◆ What you will do:
Update the lines below by replacing every instance of "matching" with "relevant" and leaving everything else unchanged.

# START OF Provided data

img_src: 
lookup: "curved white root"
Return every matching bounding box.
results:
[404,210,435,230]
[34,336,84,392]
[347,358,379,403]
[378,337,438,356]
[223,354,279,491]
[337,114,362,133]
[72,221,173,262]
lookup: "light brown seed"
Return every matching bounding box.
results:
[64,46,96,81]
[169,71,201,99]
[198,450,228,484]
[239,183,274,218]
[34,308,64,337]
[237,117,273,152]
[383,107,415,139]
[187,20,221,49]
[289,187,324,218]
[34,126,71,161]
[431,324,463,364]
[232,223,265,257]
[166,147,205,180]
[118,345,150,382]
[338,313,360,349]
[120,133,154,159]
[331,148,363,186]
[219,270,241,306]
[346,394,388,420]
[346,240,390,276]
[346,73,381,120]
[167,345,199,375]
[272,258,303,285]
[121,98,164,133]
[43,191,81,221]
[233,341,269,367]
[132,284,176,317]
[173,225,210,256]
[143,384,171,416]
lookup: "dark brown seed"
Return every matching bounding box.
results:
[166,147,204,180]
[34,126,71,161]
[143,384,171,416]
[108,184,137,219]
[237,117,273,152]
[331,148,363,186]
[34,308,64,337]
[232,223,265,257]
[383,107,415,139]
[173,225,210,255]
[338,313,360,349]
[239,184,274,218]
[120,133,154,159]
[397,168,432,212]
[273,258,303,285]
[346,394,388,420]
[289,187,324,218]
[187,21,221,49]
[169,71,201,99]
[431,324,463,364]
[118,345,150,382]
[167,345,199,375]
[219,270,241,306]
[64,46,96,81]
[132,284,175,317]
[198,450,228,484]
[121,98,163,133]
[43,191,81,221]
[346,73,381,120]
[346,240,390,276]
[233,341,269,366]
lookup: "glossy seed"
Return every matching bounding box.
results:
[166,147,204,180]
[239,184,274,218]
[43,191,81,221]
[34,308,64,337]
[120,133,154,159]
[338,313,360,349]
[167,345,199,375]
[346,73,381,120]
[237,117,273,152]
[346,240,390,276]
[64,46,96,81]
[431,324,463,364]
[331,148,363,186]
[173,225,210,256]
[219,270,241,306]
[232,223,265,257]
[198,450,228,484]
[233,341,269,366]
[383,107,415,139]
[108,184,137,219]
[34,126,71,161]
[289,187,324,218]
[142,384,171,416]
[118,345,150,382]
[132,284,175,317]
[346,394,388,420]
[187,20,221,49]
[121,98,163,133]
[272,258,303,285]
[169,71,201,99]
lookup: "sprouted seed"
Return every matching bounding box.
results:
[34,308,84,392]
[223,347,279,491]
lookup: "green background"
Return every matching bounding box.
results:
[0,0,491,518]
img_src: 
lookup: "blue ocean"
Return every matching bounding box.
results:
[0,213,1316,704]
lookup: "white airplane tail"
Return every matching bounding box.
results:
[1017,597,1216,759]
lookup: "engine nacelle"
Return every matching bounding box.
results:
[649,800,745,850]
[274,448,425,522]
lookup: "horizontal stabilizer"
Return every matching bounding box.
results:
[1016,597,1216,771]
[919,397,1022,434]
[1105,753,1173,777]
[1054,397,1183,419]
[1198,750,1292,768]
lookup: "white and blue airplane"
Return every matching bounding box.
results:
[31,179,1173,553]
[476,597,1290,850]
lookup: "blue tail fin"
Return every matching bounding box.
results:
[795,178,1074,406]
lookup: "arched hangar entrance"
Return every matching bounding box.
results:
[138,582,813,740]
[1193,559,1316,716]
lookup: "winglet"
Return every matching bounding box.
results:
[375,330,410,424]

# END OF Provided data

◆ Full answer:
img_src: 
lookup: "curved white root"
Return every relevant bounding box.
results:
[404,210,435,230]
[34,336,84,392]
[347,358,379,403]
[378,337,438,356]
[223,354,279,491]
[337,114,362,133]
[72,221,173,262]
lookup: "light brown seed"
Return every relevant bounding box.
results:
[64,46,96,81]
[169,71,201,99]
[198,450,228,484]
[239,183,274,218]
[34,308,64,337]
[237,117,273,152]
[383,107,415,139]
[187,20,221,49]
[289,187,324,218]
[34,126,71,161]
[431,324,463,364]
[232,223,265,257]
[166,147,205,180]
[118,345,150,382]
[338,313,360,349]
[120,133,154,159]
[331,148,363,186]
[219,270,241,306]
[346,394,388,420]
[346,240,390,276]
[346,73,381,120]
[167,345,199,375]
[272,258,303,285]
[121,98,164,133]
[43,191,81,221]
[233,341,269,367]
[132,284,176,317]
[173,225,210,256]
[143,384,171,416]
lookup: "dark brown seed"
Return every relevant bounding box.
results:
[166,147,204,180]
[34,126,71,161]
[143,384,171,416]
[108,184,137,219]
[237,117,273,152]
[331,148,363,186]
[34,308,64,337]
[232,223,265,257]
[383,107,415,139]
[173,225,210,255]
[338,313,360,349]
[239,184,274,218]
[120,133,154,159]
[397,168,432,212]
[273,258,303,285]
[346,394,388,420]
[289,187,324,218]
[187,21,221,49]
[169,71,201,99]
[431,324,463,364]
[118,345,150,382]
[167,345,199,375]
[219,270,241,306]
[64,46,96,81]
[132,284,175,317]
[198,450,228,484]
[121,98,163,133]
[43,191,81,221]
[346,73,381,120]
[346,240,390,276]
[233,341,269,366]
lookup: "glossy seed"
Return every relevant bounding box.
results:
[166,147,204,180]
[239,184,274,218]
[43,191,81,221]
[34,308,64,337]
[120,133,154,159]
[338,313,360,349]
[167,345,199,375]
[346,73,381,120]
[237,117,273,152]
[346,240,390,276]
[64,46,96,81]
[431,324,463,364]
[331,148,363,186]
[173,225,210,256]
[219,270,241,306]
[232,223,265,257]
[198,450,228,484]
[233,341,269,366]
[383,107,415,139]
[108,184,137,219]
[34,126,71,161]
[289,187,324,218]
[142,384,171,416]
[118,345,150,382]
[132,284,175,317]
[346,394,388,420]
[187,20,221,49]
[121,98,163,133]
[272,258,303,285]
[169,71,201,99]
lookup: "sprouted seed"
Return every relevant bounding box.
results:
[34,308,84,392]
[223,347,279,491]
lookup: "green background"
Return every relevant bounding box.
results:
[0,0,491,518]
img_src: 
lookup: "blue ocean"
Return every relevant bounding box.
results:
[0,213,1316,704]
lookup: "white airplane tail"
Return every relevant bounding box.
results:
[1017,597,1216,759]
lookup: "engine nacelle"
Return every relevant bounding box.
results:
[649,800,745,850]
[274,448,425,522]
lookup: "horizontal stabilizer"
Return every relevant bounding box.
results:
[1016,597,1216,771]
[919,397,1022,434]
[1105,753,1173,777]
[1054,397,1183,419]
[1198,750,1292,768]
lookup: "white and blue airplane"
Return every relevant bounding box.
results:
[31,179,1173,553]
[476,597,1290,850]
lookup: "blue tail fin"
Return every relevant bounding box.
results:
[795,178,1074,406]
lookup: "arched hangar entrance"
Return every relevant bounding box.
results:
[138,582,813,740]
[1193,559,1316,716]
lookup: "winglet"
Return every relevant bounding box.
results:
[375,330,410,424]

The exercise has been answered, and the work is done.